*GIVEN PASSAGE*
Estate planning is important for all of us. However, the days of women relying solely on men to be the breadwinner and make all the decisions is increasingly over. It is important, then, for women to understand estate planning, its implications, and have a plan of their own.
Everyone knows that women on average live longer than men. While this of course means that women normally enjoy more of life, it also means that they have a higher risk of incapacity before death. This includes mental deterioration through dementia, Alzheimer’s or other health problems. It is even more important then for women to have adequate and comprehensive incapacity planning. This includes long-term care insurance, which helps cover for the cost of retirement or assisted living or may even allow you to stay at home. Medical and General Durable (i.e. “Financial”) Powers of Attorney allow a trusted and loved one to step in and make those types of decisions for you as soon as you become incapacitated. A revocable living trust can offer additional protections if you are ever incapacitated and provides for a seamless transition once you pass away.
Children, Grandchildren, Parents and Pets
If you are any minor children (under the age of 18), you need to name a guardian in your will. This will prevent a judge from having to guess as to who you want to raise your children. Naming a guardian will make your wishes known and help your wishes be fulfilled. You may also want to make provisions to take care of your parents if you wish or any children who are dependent on government benefits to meet their needs. You can also plan to take care of pets or others who are dependent on you. A good estate plan can help you be flexible with how you take care of your loved ones, from creating a gifting program or providing for the education of future generations.

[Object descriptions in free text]
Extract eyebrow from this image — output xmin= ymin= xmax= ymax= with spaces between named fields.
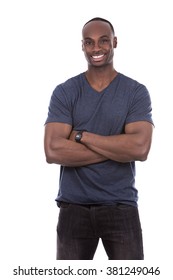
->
xmin=84 ymin=35 xmax=109 ymax=40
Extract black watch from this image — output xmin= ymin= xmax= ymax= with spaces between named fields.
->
xmin=75 ymin=131 xmax=83 ymax=143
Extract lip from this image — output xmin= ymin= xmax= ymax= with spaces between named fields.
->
xmin=91 ymin=54 xmax=105 ymax=62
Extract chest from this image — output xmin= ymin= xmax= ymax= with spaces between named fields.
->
xmin=72 ymin=89 xmax=129 ymax=135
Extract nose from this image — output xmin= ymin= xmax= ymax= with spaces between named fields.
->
xmin=93 ymin=42 xmax=100 ymax=52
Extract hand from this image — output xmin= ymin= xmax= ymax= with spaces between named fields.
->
xmin=69 ymin=130 xmax=77 ymax=142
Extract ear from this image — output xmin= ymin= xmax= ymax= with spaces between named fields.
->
xmin=113 ymin=37 xmax=117 ymax=49
xmin=82 ymin=40 xmax=84 ymax=51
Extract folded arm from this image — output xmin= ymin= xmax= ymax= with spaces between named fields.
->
xmin=75 ymin=121 xmax=153 ymax=162
xmin=44 ymin=123 xmax=107 ymax=167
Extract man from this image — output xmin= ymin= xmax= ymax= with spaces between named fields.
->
xmin=45 ymin=18 xmax=153 ymax=260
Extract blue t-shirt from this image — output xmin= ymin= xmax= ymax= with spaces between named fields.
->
xmin=46 ymin=73 xmax=153 ymax=206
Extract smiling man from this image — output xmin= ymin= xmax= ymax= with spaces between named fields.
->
xmin=44 ymin=18 xmax=153 ymax=260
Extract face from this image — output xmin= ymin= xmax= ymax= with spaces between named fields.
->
xmin=82 ymin=21 xmax=117 ymax=66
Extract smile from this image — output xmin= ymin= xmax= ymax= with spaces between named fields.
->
xmin=92 ymin=54 xmax=104 ymax=61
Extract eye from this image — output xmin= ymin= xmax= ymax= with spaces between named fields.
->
xmin=100 ymin=38 xmax=109 ymax=45
xmin=84 ymin=40 xmax=93 ymax=46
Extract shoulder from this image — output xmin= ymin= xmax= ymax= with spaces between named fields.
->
xmin=119 ymin=73 xmax=149 ymax=96
xmin=119 ymin=73 xmax=145 ymax=87
xmin=54 ymin=73 xmax=84 ymax=92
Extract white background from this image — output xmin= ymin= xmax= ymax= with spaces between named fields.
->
xmin=0 ymin=0 xmax=173 ymax=278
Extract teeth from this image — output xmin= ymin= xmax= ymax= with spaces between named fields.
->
xmin=92 ymin=54 xmax=104 ymax=59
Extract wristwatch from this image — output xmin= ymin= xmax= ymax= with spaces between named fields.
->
xmin=75 ymin=131 xmax=83 ymax=143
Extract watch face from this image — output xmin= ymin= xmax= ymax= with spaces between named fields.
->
xmin=75 ymin=132 xmax=82 ymax=142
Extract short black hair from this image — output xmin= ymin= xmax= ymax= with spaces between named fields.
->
xmin=83 ymin=17 xmax=115 ymax=35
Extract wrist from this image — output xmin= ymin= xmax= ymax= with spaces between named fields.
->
xmin=75 ymin=130 xmax=84 ymax=143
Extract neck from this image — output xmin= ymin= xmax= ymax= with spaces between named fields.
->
xmin=85 ymin=65 xmax=117 ymax=91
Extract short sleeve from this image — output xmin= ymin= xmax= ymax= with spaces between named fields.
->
xmin=45 ymin=85 xmax=72 ymax=125
xmin=126 ymin=84 xmax=153 ymax=124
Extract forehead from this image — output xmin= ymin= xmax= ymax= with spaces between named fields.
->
xmin=82 ymin=21 xmax=113 ymax=38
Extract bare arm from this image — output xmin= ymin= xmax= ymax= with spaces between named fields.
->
xmin=72 ymin=121 xmax=153 ymax=162
xmin=44 ymin=123 xmax=106 ymax=167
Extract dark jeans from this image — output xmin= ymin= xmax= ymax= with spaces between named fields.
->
xmin=57 ymin=203 xmax=143 ymax=260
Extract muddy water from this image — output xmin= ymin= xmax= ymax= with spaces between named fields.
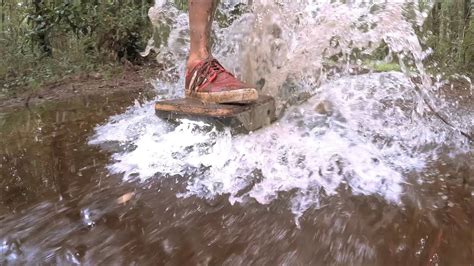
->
xmin=0 ymin=1 xmax=474 ymax=265
xmin=0 ymin=82 xmax=473 ymax=265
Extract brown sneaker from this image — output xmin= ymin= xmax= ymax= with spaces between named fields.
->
xmin=185 ymin=58 xmax=258 ymax=103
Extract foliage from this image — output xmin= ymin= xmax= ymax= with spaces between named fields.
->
xmin=423 ymin=0 xmax=474 ymax=75
xmin=0 ymin=0 xmax=153 ymax=93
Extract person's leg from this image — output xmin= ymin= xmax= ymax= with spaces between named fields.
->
xmin=185 ymin=0 xmax=258 ymax=103
xmin=186 ymin=0 xmax=217 ymax=68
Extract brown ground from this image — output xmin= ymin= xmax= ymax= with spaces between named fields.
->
xmin=0 ymin=65 xmax=160 ymax=111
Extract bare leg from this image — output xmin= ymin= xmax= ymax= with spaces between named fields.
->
xmin=186 ymin=0 xmax=218 ymax=69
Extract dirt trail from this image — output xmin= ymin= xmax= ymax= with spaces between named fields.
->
xmin=0 ymin=65 xmax=160 ymax=112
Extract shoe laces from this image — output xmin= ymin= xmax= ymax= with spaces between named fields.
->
xmin=189 ymin=58 xmax=233 ymax=91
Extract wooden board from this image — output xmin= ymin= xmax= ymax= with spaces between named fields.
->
xmin=155 ymin=95 xmax=276 ymax=133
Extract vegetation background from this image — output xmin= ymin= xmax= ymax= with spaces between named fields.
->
xmin=0 ymin=0 xmax=474 ymax=95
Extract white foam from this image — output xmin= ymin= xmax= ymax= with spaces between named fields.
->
xmin=90 ymin=73 xmax=470 ymax=221
xmin=90 ymin=1 xmax=469 ymax=222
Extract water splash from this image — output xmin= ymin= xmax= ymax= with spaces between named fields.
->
xmin=90 ymin=1 xmax=470 ymax=222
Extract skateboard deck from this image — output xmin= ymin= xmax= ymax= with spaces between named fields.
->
xmin=155 ymin=95 xmax=276 ymax=133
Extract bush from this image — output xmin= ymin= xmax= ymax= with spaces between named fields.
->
xmin=0 ymin=0 xmax=153 ymax=91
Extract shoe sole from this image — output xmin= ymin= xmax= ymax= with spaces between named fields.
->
xmin=186 ymin=88 xmax=258 ymax=103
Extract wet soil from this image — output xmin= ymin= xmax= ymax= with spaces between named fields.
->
xmin=0 ymin=74 xmax=474 ymax=265
xmin=0 ymin=64 xmax=161 ymax=111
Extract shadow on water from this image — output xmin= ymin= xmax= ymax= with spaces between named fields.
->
xmin=0 ymin=88 xmax=473 ymax=265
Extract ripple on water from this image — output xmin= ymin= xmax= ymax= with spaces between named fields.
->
xmin=90 ymin=72 xmax=468 ymax=222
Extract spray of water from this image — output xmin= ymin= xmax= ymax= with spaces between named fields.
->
xmin=90 ymin=0 xmax=472 ymax=221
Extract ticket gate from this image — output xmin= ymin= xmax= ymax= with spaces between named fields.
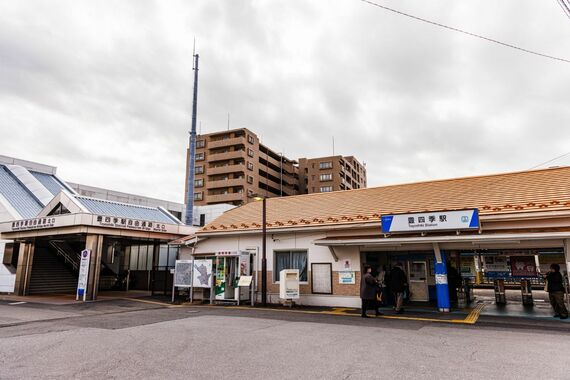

*EXERCISE REQUIREMENTS*
1/ Answer the following questions using the passage on estate planning for women:
(a) What reason does the passage give for women having a higher risk of incapacity before death?
(b) What do Medical and General Durable Powers of Attorney allow, according to the passage?
(c) What does naming a guardian in a will prevent?
2/ Continue the passage on estate planning for women from the point where it ends.
The entries have no connection to the passage on estate planning.

*SOLVED TASKS*
1/
(a) Women on average live longer than men.
(b) They allow a trusted and loved one to step in and make those types of decisions as soon as the person becomes incapacitated.
(c) It prevents a judge from having to guess who the parent wants to raise the children.

2/
If you want to contribute to a favorite charity, religion, or educational organization, you must include this in your estate plan. Charities are not default beneficiaries of your estate, so if you want contribute so an organization, the only way you can do so after you pass away is making it a part of your estate plan. An option for you to think about would be the possibility of using life insurance proceeds to gift to charities.
Protecting a Business and Other Assets
Professional women in medicine, law and real estate must be concerned about protecting their assets from lawsuits. Beyond these professions, many women own businesses, and these business also deserve planning to decide what will happen to them if the owner every becomes incapacitated, retired, or passes away. Women business owners should really consider including asset protection planning and business succession planning in their estate planning strategy.
Generally, women marry men who are older. Between that and the fact that women live longer than men, there is a large chance that women will become widowed at some point in their life. If you do not do enough planning, your standard of living can decrease during retirement or in consequence of a spouse’s death. If you are in a second marriage, a blended family may complicate your planning. People often want to provide for a second spouse without possibly diminishing their children’s inheritance. Also, in many situations, because women outlive their husbands, they often have the final say of who receives their couple’s assets. Therefore, it is important for women to have an active part in any estate planning. Knowing the plan from the beginning will empower you to continue to implement the plan.
Unmarried Women (Never Married, Divorced and Widowed)
Without an estate plan, and if you are not married, only those individuals with any legal right will get receive an inheritance. That means that friends, charities, or unmarried partners will not be among your heirs. If, however, you are divorced or separated, you want to modify your estate planning and beneficiary designation documents to make sure that you do not accidentally give your ex more assets or authority than you want to.